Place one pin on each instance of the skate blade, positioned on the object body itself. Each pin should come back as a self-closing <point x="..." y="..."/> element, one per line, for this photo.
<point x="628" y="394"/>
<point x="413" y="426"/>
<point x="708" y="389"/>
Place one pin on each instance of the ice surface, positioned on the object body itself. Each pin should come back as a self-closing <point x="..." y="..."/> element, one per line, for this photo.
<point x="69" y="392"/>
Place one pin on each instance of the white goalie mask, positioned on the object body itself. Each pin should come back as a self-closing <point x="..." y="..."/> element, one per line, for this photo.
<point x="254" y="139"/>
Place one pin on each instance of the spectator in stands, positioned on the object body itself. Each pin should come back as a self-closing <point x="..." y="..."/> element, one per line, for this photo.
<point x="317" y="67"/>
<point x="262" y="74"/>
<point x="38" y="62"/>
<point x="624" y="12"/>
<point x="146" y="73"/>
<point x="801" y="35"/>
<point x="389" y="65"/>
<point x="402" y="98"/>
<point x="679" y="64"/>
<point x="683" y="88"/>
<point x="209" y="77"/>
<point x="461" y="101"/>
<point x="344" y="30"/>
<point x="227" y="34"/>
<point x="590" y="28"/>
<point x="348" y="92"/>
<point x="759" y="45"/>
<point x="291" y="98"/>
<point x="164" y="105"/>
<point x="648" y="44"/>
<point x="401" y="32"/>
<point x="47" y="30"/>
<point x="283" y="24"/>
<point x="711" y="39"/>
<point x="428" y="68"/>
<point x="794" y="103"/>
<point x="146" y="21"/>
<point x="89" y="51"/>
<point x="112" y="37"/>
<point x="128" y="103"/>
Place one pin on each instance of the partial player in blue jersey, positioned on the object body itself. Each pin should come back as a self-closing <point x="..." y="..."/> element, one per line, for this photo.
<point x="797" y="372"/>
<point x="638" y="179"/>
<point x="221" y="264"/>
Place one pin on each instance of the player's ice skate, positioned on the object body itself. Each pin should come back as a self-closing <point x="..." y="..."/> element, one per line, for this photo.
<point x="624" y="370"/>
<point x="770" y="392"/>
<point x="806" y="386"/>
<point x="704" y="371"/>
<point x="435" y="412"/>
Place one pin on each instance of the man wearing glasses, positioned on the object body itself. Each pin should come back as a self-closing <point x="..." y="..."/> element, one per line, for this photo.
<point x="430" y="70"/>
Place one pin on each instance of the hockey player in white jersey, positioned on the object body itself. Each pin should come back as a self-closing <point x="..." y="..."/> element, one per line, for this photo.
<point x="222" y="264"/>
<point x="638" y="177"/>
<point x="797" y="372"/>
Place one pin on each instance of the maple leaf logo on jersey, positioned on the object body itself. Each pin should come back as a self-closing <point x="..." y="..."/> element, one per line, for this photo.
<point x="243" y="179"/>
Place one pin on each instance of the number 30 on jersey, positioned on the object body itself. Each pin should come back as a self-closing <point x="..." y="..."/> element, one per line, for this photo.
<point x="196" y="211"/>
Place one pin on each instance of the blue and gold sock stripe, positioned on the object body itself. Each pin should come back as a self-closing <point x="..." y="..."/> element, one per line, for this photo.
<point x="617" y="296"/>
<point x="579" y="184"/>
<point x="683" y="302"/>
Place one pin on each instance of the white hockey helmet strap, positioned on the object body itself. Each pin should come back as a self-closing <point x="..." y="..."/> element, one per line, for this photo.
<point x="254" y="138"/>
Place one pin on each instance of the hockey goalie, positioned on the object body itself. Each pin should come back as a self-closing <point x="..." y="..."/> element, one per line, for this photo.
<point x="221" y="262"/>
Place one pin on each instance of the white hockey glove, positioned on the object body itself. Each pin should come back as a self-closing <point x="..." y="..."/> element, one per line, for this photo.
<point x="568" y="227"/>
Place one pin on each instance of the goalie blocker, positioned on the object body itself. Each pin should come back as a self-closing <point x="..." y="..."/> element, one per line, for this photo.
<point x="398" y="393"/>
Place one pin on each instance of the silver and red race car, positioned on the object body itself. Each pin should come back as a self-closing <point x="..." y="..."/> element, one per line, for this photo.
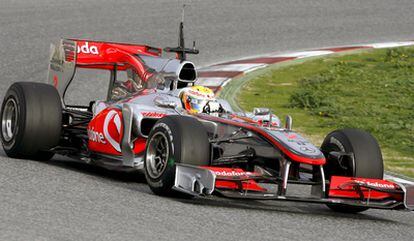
<point x="143" y="125"/>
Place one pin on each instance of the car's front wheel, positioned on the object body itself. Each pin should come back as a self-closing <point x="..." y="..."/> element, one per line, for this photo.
<point x="367" y="161"/>
<point x="174" y="139"/>
<point x="31" y="117"/>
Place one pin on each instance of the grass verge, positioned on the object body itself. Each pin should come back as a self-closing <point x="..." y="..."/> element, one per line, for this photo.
<point x="371" y="90"/>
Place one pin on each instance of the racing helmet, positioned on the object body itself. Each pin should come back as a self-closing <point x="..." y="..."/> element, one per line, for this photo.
<point x="199" y="99"/>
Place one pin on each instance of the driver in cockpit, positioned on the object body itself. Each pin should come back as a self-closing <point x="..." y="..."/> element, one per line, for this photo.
<point x="200" y="99"/>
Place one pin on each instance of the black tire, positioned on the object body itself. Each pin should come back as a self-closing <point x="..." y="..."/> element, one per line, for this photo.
<point x="187" y="143"/>
<point x="367" y="156"/>
<point x="34" y="127"/>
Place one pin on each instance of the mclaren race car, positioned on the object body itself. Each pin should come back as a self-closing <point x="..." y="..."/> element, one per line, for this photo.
<point x="186" y="141"/>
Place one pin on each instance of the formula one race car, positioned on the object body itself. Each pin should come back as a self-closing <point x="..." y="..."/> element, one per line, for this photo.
<point x="184" y="139"/>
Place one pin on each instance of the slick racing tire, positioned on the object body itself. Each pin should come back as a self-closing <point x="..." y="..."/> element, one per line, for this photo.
<point x="31" y="116"/>
<point x="174" y="139"/>
<point x="367" y="163"/>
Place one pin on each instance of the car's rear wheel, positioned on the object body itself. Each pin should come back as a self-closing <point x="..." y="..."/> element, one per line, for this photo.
<point x="31" y="117"/>
<point x="174" y="139"/>
<point x="367" y="163"/>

=====

Goal
Print every entry above again without changing a word, and omit the pictures.

The solution
Place one pin on each instance of the skate blade, positioned on the object body itself. Each pin should come back as a self-closing <point x="..." y="..."/> element, one per line, for this photo.
<point x="628" y="394"/>
<point x="413" y="426"/>
<point x="708" y="389"/>
Place one pin on each instance of the ice surface, positioned on the object body itself. Each pin should come back as a self-closing <point x="..." y="..."/> element, one per line, for this photo.
<point x="69" y="392"/>
Place one pin on each instance of the white goalie mask, positioned on the object body itself. Each pin should come back as a self-closing <point x="..." y="..."/> element, one per line, for this photo.
<point x="254" y="139"/>
Place one pin on each instance of the spectator in stands, positioned on the object body itself. Each pin should come back as a self-closing <point x="..." y="..."/> element, one per line, for this photo.
<point x="317" y="67"/>
<point x="262" y="74"/>
<point x="38" y="62"/>
<point x="624" y="12"/>
<point x="146" y="73"/>
<point x="801" y="35"/>
<point x="389" y="65"/>
<point x="402" y="98"/>
<point x="679" y="64"/>
<point x="683" y="88"/>
<point x="209" y="77"/>
<point x="461" y="101"/>
<point x="344" y="30"/>
<point x="227" y="34"/>
<point x="590" y="28"/>
<point x="348" y="92"/>
<point x="759" y="45"/>
<point x="291" y="98"/>
<point x="164" y="105"/>
<point x="648" y="44"/>
<point x="401" y="32"/>
<point x="47" y="30"/>
<point x="283" y="24"/>
<point x="711" y="39"/>
<point x="428" y="68"/>
<point x="794" y="103"/>
<point x="146" y="21"/>
<point x="89" y="51"/>
<point x="112" y="37"/>
<point x="128" y="103"/>
Place one pin on each instance of the partial player in blue jersey, positioned on the object body itself. Each pin should come back as a self-closing <point x="..." y="..."/> element, one per line, for this photo.
<point x="797" y="372"/>
<point x="638" y="179"/>
<point x="221" y="264"/>
Place one pin on each instance of the player's ice skate, positioned on the object body itself. Each pin should come back as a self-closing <point x="..." y="..."/> element, one per line, for this photo.
<point x="624" y="370"/>
<point x="770" y="392"/>
<point x="806" y="386"/>
<point x="704" y="371"/>
<point x="435" y="412"/>
Place one pin on each instance of the man wearing glasses, positioned on the object body itself. Each pin should come back as a self-closing <point x="..." y="..."/> element, one per line, for this photo.
<point x="430" y="70"/>
Place one pin on each instance of the hockey player in white jersey, positioned on the object body itself. Each pin should come back as a self-closing <point x="..." y="..."/> element, one per line, for this photo.
<point x="222" y="264"/>
<point x="638" y="177"/>
<point x="797" y="372"/>
Place one pin on each instance of the maple leaf logo on jersey, positioned on the object body itself. Each pin should come back as a self-closing <point x="..." y="..."/> element, one per line, for this photo.
<point x="243" y="179"/>
Place one pin on each instance of the number 30 on jersey, positioned on the object body itself. Each pin should come back as a self-closing <point x="..." y="..."/> element, one per line, for this photo.
<point x="196" y="211"/>
Place one pin on each instance of the blue and gold sock stripe, positioned on the object body itself. Each pin should come back as a self-closing <point x="..." y="..."/> element, one per line, for this photo.
<point x="617" y="296"/>
<point x="579" y="184"/>
<point x="683" y="302"/>
Place one pin on each instance of the white hockey helmet strap, positioned on the object body itself. Each pin should come back as a self-closing <point x="..." y="..."/> element, one per line, for this photo.
<point x="254" y="138"/>
Place one pin on each instance of the hockey goalie, positioned on the object body itself. Each pin should come back as a self-closing <point x="..." y="..."/> element, one per line, for this photo.
<point x="221" y="262"/>
Place one pin on each instance of the white hockey glove, positioned on the object body itself. Each pin should come back as a self-closing <point x="..." y="..."/> element, one per line, for this photo.
<point x="568" y="227"/>
Place one pin on each instance of the goalie blocker, positioned on the object body itself. Each pin should come back as a self-closing <point x="..." y="..."/> element, one per line, for this photo.
<point x="398" y="393"/>
Place one pin on each instance of the silver and red race car, positioned on the object body itself. Each pin should come back as a self-closing <point x="..." y="..."/> element, one per line, for this photo.
<point x="143" y="125"/>
Place one pin on each instance of the car's front wheel, positioned on the object body itself. Each pin should come back as a self-closing <point x="..." y="..."/> element, one per line, for this photo.
<point x="367" y="161"/>
<point x="174" y="139"/>
<point x="31" y="117"/>
Place one pin on each instance of the grass verge, positioned on the object body itself. Each pin should come back as a self-closing <point x="..." y="..."/> element, one per line, for this photo.
<point x="371" y="90"/>
Place one pin on each instance of the racing helmet, positioned on the object body itself. Each pin should come back as a self-closing <point x="..." y="..."/> element, one per line, for this photo.
<point x="199" y="99"/>
Place one pin on each instance of the driver in cockpit, positioned on the object body itself. Each pin should come back as a self-closing <point x="..." y="..."/> element, one per line, for this photo.
<point x="200" y="99"/>
Place one pin on each instance of the black tire, positioned on the object body itself. Each pin should come back as a self-closing <point x="..." y="..."/> element, one per line, for this photo.
<point x="187" y="143"/>
<point x="367" y="156"/>
<point x="34" y="127"/>
Place one pin on each instance of the mclaren race car, positioned on the object body itself. Each pin should come back as a self-closing <point x="..." y="..."/> element, one per line, for this photo.
<point x="186" y="141"/>
Place one pin on each instance of the formula one race car, positioned on the object body itself. Each pin should come back as a self-closing <point x="..." y="..."/> element, one per line, for this photo.
<point x="184" y="139"/>
Place one pin on each instance of the slick racing tire, positioned on the object body itself. Each pin should come back as a self-closing <point x="..." y="..."/> element, one per line, for this photo.
<point x="31" y="116"/>
<point x="174" y="139"/>
<point x="367" y="163"/>
Place one pin on each instance of the car's rear wheel, positioned on the object body itself. Each pin should come back as a self-closing <point x="..." y="..."/> element, one per line, for this photo.
<point x="31" y="117"/>
<point x="174" y="139"/>
<point x="367" y="163"/>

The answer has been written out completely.